• _TASK OBJECTIVE_
Without changing a character, return the entries, but not the images they hold.

(Natural language region descriptions)
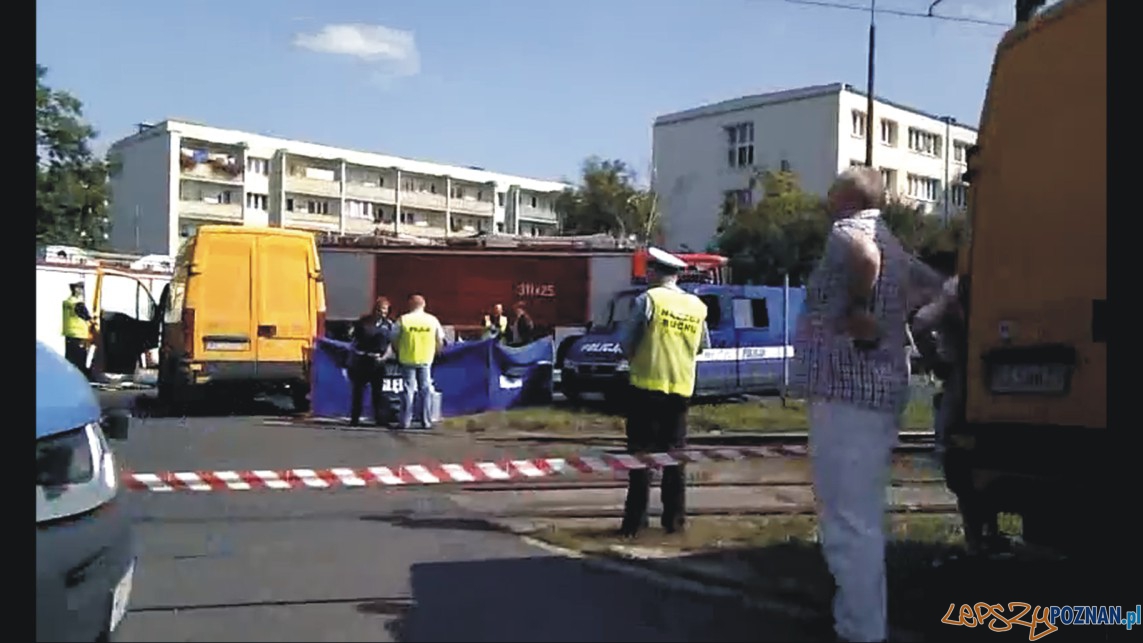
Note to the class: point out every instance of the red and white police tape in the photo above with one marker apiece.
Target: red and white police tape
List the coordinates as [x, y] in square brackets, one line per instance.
[440, 473]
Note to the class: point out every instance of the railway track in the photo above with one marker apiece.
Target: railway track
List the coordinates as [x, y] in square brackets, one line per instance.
[592, 484]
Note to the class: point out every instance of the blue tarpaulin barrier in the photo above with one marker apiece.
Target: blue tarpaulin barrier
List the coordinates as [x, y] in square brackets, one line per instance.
[472, 377]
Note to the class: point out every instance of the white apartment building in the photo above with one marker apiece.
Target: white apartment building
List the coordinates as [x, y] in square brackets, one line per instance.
[708, 154]
[170, 177]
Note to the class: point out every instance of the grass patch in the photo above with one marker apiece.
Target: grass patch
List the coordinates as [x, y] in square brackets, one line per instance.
[752, 417]
[737, 532]
[778, 556]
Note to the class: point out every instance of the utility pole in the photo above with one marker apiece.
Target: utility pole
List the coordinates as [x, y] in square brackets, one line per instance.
[869, 88]
[948, 151]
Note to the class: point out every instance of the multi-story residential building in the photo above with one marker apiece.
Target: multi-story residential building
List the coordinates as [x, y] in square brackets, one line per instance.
[170, 177]
[710, 154]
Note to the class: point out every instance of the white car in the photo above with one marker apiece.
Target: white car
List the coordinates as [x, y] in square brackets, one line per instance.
[85, 552]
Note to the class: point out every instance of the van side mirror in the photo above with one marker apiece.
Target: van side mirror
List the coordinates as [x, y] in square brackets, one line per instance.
[114, 425]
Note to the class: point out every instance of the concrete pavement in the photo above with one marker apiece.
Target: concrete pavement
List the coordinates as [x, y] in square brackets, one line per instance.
[372, 564]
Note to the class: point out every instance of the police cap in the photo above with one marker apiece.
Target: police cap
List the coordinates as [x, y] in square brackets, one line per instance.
[664, 262]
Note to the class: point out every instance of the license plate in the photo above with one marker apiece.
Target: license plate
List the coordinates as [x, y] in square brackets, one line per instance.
[1029, 378]
[226, 345]
[121, 596]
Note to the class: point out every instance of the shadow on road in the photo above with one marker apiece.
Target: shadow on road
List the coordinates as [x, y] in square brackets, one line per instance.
[554, 599]
[409, 521]
[148, 406]
[925, 580]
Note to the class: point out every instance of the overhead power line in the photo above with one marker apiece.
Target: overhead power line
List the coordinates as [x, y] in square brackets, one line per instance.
[929, 15]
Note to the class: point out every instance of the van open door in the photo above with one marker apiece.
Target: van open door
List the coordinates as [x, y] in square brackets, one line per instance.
[126, 326]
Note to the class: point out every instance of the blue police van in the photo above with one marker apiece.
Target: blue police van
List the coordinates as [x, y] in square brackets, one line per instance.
[751, 330]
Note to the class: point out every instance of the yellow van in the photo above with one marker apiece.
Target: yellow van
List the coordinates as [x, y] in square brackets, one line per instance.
[241, 312]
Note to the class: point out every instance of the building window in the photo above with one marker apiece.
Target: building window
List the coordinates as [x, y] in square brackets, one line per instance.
[857, 120]
[958, 193]
[359, 210]
[889, 181]
[257, 166]
[888, 133]
[959, 151]
[924, 142]
[740, 138]
[319, 174]
[256, 201]
[924, 189]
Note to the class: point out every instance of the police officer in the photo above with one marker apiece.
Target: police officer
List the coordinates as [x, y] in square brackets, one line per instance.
[372, 336]
[77, 328]
[417, 337]
[661, 342]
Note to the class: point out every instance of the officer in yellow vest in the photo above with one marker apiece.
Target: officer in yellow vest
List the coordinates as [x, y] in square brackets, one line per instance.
[661, 342]
[416, 338]
[77, 328]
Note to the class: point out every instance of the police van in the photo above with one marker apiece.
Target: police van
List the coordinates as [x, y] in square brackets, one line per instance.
[751, 331]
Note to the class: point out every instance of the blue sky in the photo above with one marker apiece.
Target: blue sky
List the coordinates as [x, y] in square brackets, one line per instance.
[528, 87]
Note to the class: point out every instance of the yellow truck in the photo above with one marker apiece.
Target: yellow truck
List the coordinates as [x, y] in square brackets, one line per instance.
[1034, 437]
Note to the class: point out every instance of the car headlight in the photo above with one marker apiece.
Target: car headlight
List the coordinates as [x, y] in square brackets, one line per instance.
[74, 473]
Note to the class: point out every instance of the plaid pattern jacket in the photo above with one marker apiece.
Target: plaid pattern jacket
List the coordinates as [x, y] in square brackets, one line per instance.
[826, 364]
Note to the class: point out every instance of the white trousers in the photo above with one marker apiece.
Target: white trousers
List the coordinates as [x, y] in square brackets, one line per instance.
[850, 450]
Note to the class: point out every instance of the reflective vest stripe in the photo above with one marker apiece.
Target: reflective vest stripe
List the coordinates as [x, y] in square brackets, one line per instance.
[416, 340]
[664, 360]
[73, 327]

• _COMPLETED EXERCISE_
Note to the class: point out every instance of the red and white police tape in the photo above with one marker apiece.
Target: red and white police tape
List the coordinates as [x, y] in square brackets, one line per instance.
[440, 473]
Note to the class: point out every instance of the railway track in the photo above with one marker apiece.
Target: railway track
List the coordinates as [x, y] in square brackets, one line per instance.
[592, 484]
Note to the class: point out every instance of the blue tarpaulin barrier in the photo above with one marker apiece.
Target: blue tarpaulin barrier
List the coordinates as [x, y] in square brackets, one line per instance.
[472, 377]
Note to the class: point out every instance of the white apartment building in the photo above with one marker apiece.
Target: white apartment building
List the coordinates as [x, y] in square brackets, one line per instance.
[708, 154]
[170, 177]
Note to the class: point out every instance of the grass patch in the photo above with one marker apiece.
Target: grass patch
List the coordinates as [x, y] in square brackets, one line per instance.
[752, 417]
[737, 532]
[778, 556]
Note to the class: point out every instance of the utility pole in the photo above with one marker apiece.
Target: utility pole
List the coordinates as [x, y] in square brackets, one line per instance.
[869, 88]
[948, 151]
Note to the class: point out every instance of the multi-story residential building in the photo above with one marker apiece.
Target: multi-story residential building
List the coordinates as [x, y] in square brackets, one line per instance.
[170, 177]
[710, 154]
Note to the class: point out every instance of the white car in the photo above with one marker apiece.
Target: white car
List the coordinates as [x, y] in square brackets, one line per instance.
[85, 552]
Note to the class: point out every instance of the van side mirror in the photo above with one marker apiece.
Target: van side mirror
List the coordinates as [x, y] in square brackets, one line per instance.
[114, 425]
Note to the class: point out every instance of the concrete pavement in the photo above with one marker apiece.
Target: concrete pavement
List the coordinates as [x, y] in square brackets, one line per instance.
[372, 564]
Note to the class: point out every instance of the police cap in the photo above with one marker apiece.
Target: police cap
List the coordinates as [x, y] in square brackets, one line per instance.
[664, 262]
Note to the class: point out every instance of the license plate in the photo above with one marker apiece.
Target: license plate
List the coordinates as [x, y] in square brackets, one line per instance.
[1029, 378]
[226, 345]
[121, 596]
Note to the class: point out every instance of the shadow on road in the photo above with one marker apiece.
Target: shadow on road
List the coordinates as [x, y] in square brackets, one line per instance.
[554, 599]
[409, 521]
[148, 406]
[925, 580]
Note to the class: point out every instance of the overhead power line in the photo above with one marker apiece.
Target: overhead power line
List the coordinates as [x, y] in square brackets, one line per instance.
[929, 15]
Note to the class: point out every instance of the van open door in the photo above with one marker apiece.
Target: van open door
List the coordinates as [x, y] in square brackets, one line per instance.
[126, 326]
Note to the class: point out every instance of the blue police van in the photo above with one marker apiece.
Target: blue police van
List the coordinates as [x, y] in square brackets, one line per instance.
[751, 330]
Note to the class: point out every instance of the yellow van in the photo above with one marker apiece.
Target: yellow van
List the coordinates as [x, y] in square brackets, one line per instance.
[241, 312]
Note to the class: point out every instance of the building window in the photo above with one marker apiece.
Target: building window
List the coordinates as [x, y] in square brackets, one line per instance.
[857, 120]
[958, 193]
[359, 210]
[889, 181]
[257, 166]
[888, 133]
[959, 151]
[924, 142]
[740, 138]
[319, 174]
[256, 201]
[924, 189]
Note to the class: point out every instance of the police officer in the photo above with one marker apiece.
Target: police officer
List the coordinates as [x, y] in square brackets, one line per instance.
[372, 336]
[77, 328]
[417, 337]
[661, 342]
Note to the class: point out every instance of the officer in yellow vest in the photo above with one marker apiece.
Target: officer in yellow vest
List the coordinates as [x, y] in square brackets, one line per instance.
[661, 342]
[416, 338]
[77, 328]
Note to the class: point out every instance of the police van in the photo above with one marker apiece.
Target: police van
List the coordinates as [x, y] in square brackets, one line per instance.
[751, 331]
Note to the class: point out every instance of the blue sky in the photo above with one marker apiece.
Target: blue sky
List the coordinates as [x, y] in square brackets, one line per instance.
[528, 87]
Note to the class: point out every instance of the yellow truck in the photo above with one marker apiece.
Target: yellow truck
List the coordinates as [x, y] in square brackets, one line per instance.
[1034, 437]
Note to the class: point out every instance of the car headlight in the photo above with one marker apiece.
Target: car headlight
List the coordinates as [x, y] in square brackets, one line per instance.
[74, 473]
Note to the class: point out every instance of the plaid pattern jacket in the photo above with one marker apiece.
Target: plaid pattern jacket
List the coordinates as [x, y] in square brackets, one line per instance.
[826, 364]
Note to the class: point out every instance of the white trousers in the photo above with one marker apiece.
Target: white trousers
List the coordinates as [x, y] in square brackets, one line per instance.
[850, 450]
Note to the class: point out every instance of the reflective vest stripe in the photo above with one marker apiece.
Target: reflective vest stripe
List the coordinates as [x, y] in square brackets, one line per instance.
[416, 340]
[664, 360]
[73, 327]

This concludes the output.